Novel Use of Acthar Gel and (Purported) Oremepermin For Pharmacologic Control and Reversal of Total Limbal Stem Cell Deficiency
John C Affeldt, MD
John C Affeldt, MD
Loma Linda University Eye Institute
Purpose: The successful commercial introduction of Oxervate for pharmacologic treatment of neurotrophic keratitis (NK) has generated a wave of potential next generation NK agents. One of these is topical epitheliotropic Oremepermin-α, which is currently in Phase 1/2 clinical trials.
Total Stage III limbal stem cell deficiency (TLSCD) is the most serious and extreme of the 6 clinically defined stages of LSCD. Control, reversal and ultimate visual rehabilitation of TLSCD is extremely difficult, and the available interventions are all surgical with no primary pharmacologic option.
Acthar gel, a corticotropin immunomodulator, has been FDA approved since 1952 for a broad spectrum of severe systemic and ocular inflammatory diseases.
We now report for the first-time successful pharmacologic control and reversal of both Stage II NK and TLSCD with the novel combination of Acthar Gel and (purported) Oremepermin-α.
Methods: Retrospective observational case report
Results: A 39 yo CF was referred for acute vision loss OU x5 weeks. Her past ocular history was significant for ~20 years of soft contact lens (SCL) wear OU. Presenting BCVA was 20/100 OD and 20/250 OS. Corneal sensation by Cochet Bonnet Esthesiometry measured 15mm OU. Initial diagnosis included (1) severe contact lens related keratitis OU, (2) Stage I NK OD (3) Stage II NK OS (4) LSCD OU; OS>OD, and (5) significant, associated ocular inflammation OU.
Forwarding treatment included immediate cessation of all SCL wear, aggressive lubrication, prophylactic topical antibiotics OS, a full 8-week course of Oxervate OU, and initiation of Acthar Gel 80u 2x/week. The NK and LSCD quickly resolved OD, but OS remained unchanged and refractory to all treatment for the next 17 months.
On 4/11/22 OS was entered into the Claris Bio Oremepermin-α NK clinical trial, and exited 10 weeks later with full resolution of stage II NK. Unfortunately, the TLSC remained persistent and unchanged. Follow up over the next 4 months however revealed progressive regression of the TLSCD to Stage I LSCD (no central corneal involvement) with a concomitant 7-line BCVA improvement to 20/40.
Conclusion: The unexpected reversal of a long-standing Stage III TLSCD to Stage I LSCD using the novel combination of Acthar Gel and (purported) Oremeparin-α suggests that for the first time a nonsurgical pharmacologic treatment option for TLSCD may exist.

● Dataset extract
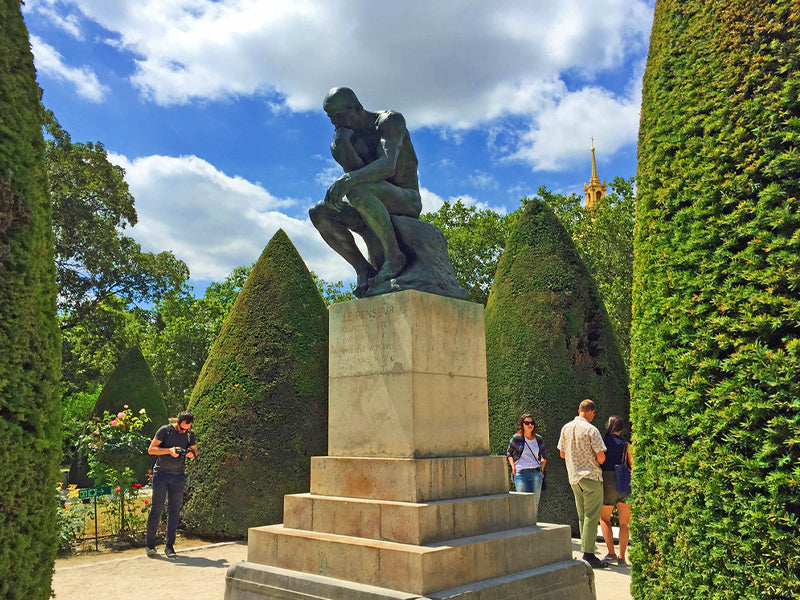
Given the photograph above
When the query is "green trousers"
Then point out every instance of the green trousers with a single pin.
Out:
(589, 502)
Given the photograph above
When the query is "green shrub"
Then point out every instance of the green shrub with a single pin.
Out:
(132, 384)
(30, 438)
(260, 403)
(716, 336)
(549, 345)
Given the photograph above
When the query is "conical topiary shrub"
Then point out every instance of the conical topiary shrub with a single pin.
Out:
(549, 345)
(130, 383)
(716, 328)
(30, 423)
(260, 403)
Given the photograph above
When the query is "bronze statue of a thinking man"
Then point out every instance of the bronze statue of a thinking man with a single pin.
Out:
(379, 180)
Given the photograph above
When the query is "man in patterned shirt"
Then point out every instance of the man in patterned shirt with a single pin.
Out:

● What you need to do
[a] Can you copy the abstract word for word between "Methods: Retrospective observational" and "ocular inflammation OU.", inclusive?
[b] Which measures made up the forwarding treatment in the abstract? List every one.
[c] Does the abstract support each statement? Answer yes or no for each and quote the deciding words.
(i) Oremepermin-α is in Phase 1/2 clinical trials.
(ii) Acthar gel has been FDA approved since 1962.
(iii) The patient had worn soft contact lenses for about 10 years.
The items are separate material unrelated to the abstract.

● Solution list
[a]
Methods: Retrospective observational case report
Results: A 39 yo CF was referred for acute vision loss OU x5 weeks. Her past ocular history was significant for ~20 years of soft contact lens (SCL) wear OU. Presenting BCVA was 20/100 OD and 20/250 OS. Corneal sensation by Cochet Bonnet Esthesiometry measured 15mm OU. Initial diagnosis included (1) severe contact lens related keratitis OU, (2) Stage I NK OD (3) Stage II NK OS (4) LSCD OU; OS>OD, and (5) significant, associated ocular inflammation OU.

[b]
- Immediate cessation of all SCL wear
- Aggressive lubrication
- Prophylactic topical antibiotics OS
- A full 8-week course of Oxervate OU
- Initiation of Acthar Gel 80u 2x/week

[c]
(i) Yes: "which is currently in Phase 1/2 clinical trials"
(ii) No: "has been FDA approved since 1952"
(iii) No: "~20 years of soft contact lens (SCL) wear OU"